§ Task list
a) Copy the passage on the phrase "abundance of caution" word for word, everything from "It might be" down to "OCD-afflicted legal experts.".
b) Using the piece on the phrase "abundance of caution," answer each question briefly:
(i) Which justice took part in the redo of the presidential oath with President Obama?
(ii) In what area of business does the phrase originate?
(iii) Which Fox News figure reportedly looked into whether Obama would have to take the oath again?
c) In the piece on the phrase "abundance of caution," condense the paragraph beginning "You've probably never heard" into a shorter version that keeps its main facts.

Along with all the sweeping changes President Obama has already enacted, we should have expected some new terms to pop up in the Presidential lexicon. Certainly George W. Bush gave us a lot of interesting terms in an eight-year span that were nine times out of ten born via a slip of a cog or his tongue during a speech. In the first week of Obama’s Presidency, though, we managed to get a seriously intelligent term that’s never been used often if ever in Presidential circles. The term “Abundance of Caution” might just end up being the most relevant catchphrase to describe America as of the moment and likely next two years while Obama struggles to change it otherwise. But before the term can spread out there, we’ll have to back up and see why it was used to describe the redo of the Presidential oath between Justice John Roberts and President Obama.
It might be a bit bizarre to think that the term “abundance of caution” was born because of nitpicking by Constitutional lawyers. It proved to us all that when you become President, every little slip-up you make will be scrutinized to the core by those who assimilated U.S. law via the OCD method. As alarming as that may be, hearing that our President recited the oath again (with proof on audio) gave us a useful phrase that probably came from those same OCD-afflicted legal experts.
You’ve probably never heard “abundance of caution” used anywhere prior unless you’ve worked in the financial industry. Its origins come from the lending world where the lender requires more collateral up front during a substantial loan to avoid being taken to the cleaners in case the individual asking for the loan can’t pay later. Keep in mind this kind of abundance of caution is generally for big business loans and not the average smaller loans people have to take out now to survive through the end of the month. The small loan places in America for struggling families don’t always seem to have an abundance of caution, even though those struggling families are the ones most apt to not pay back the loan on time due to being short on cash.
Well, if abundance of caution becomes moot under a lot of lenders in light of how out-of-control lending was part of what put America into an economic tailspin in the first place, it’s probably just as well that the term jumped ship over to the legal world. In that world, it might even make more sense than in finances when lawyers almost always live in a world of caution with every word uttered.
When it comes to applying it to the Constitution and the Presidency, you could nearly place a parallel metaphor with the lending world and how a President is making promises to make good on issues he or she says they’ll change while taking allegorical collateral in the process. Once I saw the oath flub the morning of Obama’s election, I knew right then and there someone would make a big deal of it and start to equivocate it to being illegitimate. Fox News’ Chris Wallace reportedly scoped out the possibility of Obama having to do it again in order to avoid legal repercussions down the road.

§ Input data
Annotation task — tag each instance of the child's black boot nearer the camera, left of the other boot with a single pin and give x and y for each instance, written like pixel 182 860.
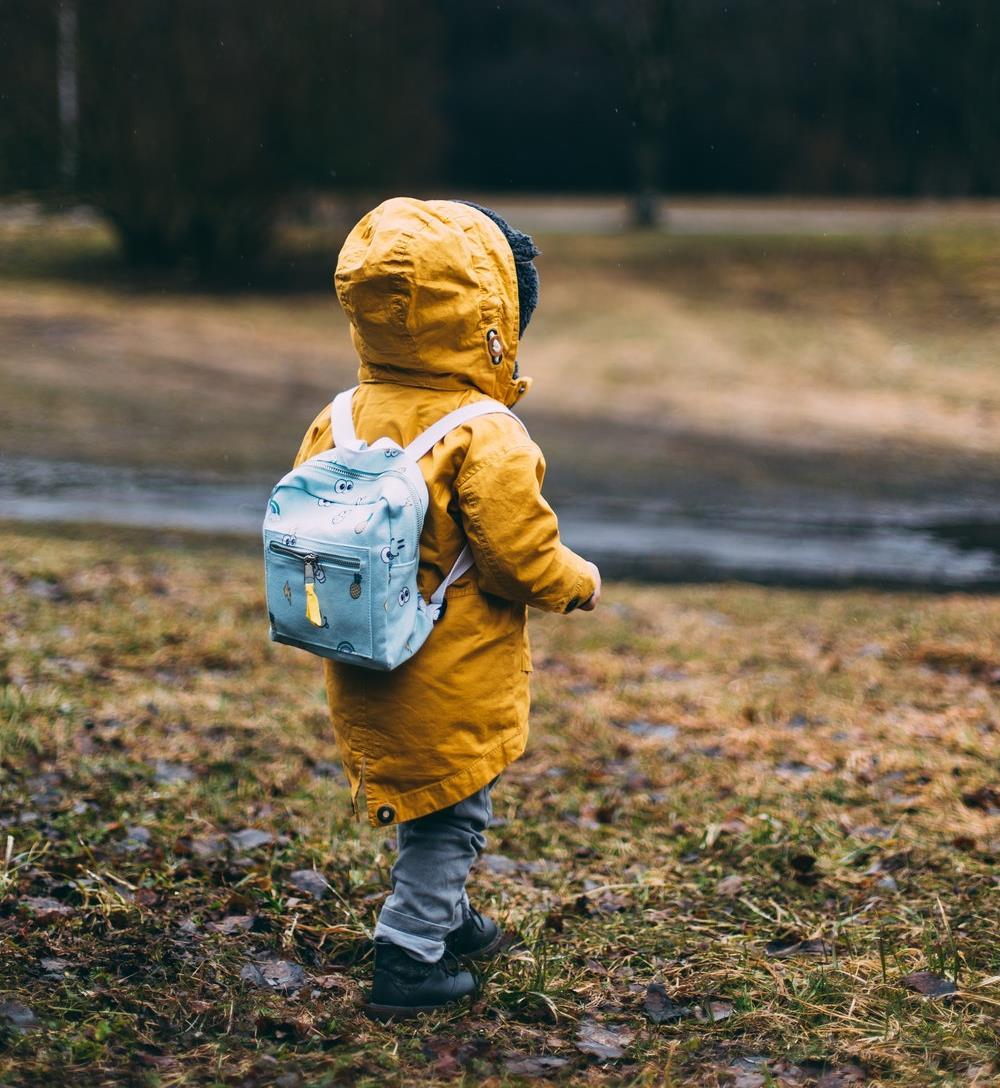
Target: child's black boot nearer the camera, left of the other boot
pixel 405 986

§ Results in order
a)
It might be a bit bizarre to think that the term “abundance of caution” was born because of nitpicking by Constitutional lawyers. It proved to us all that when you become President, every little slip-up you make will be scrutinized to the core by those who assimilated U.S. law via the OCD method. As alarming as that may be, hearing that our President recited the oath again (with proof on audio) gave us a useful phrase that probably came from those same OCD-afflicted legal experts.

b)
(i) Justice John Roberts
(ii) The lending world (the financial industry)
(iii) Chris Wallace

c) "Abundance of caution" was mainly heard in the financial industry. The phrase comes from lending, where a lender requires extra collateral up front on a substantial loan to avoid losses if the borrower later cannot pay. This caution generally applies to big business loans, not the small loans people take out to get through the month. Small loan places serving struggling families often lack such caution, even though those families, being short on cash, are the most likely to repay late.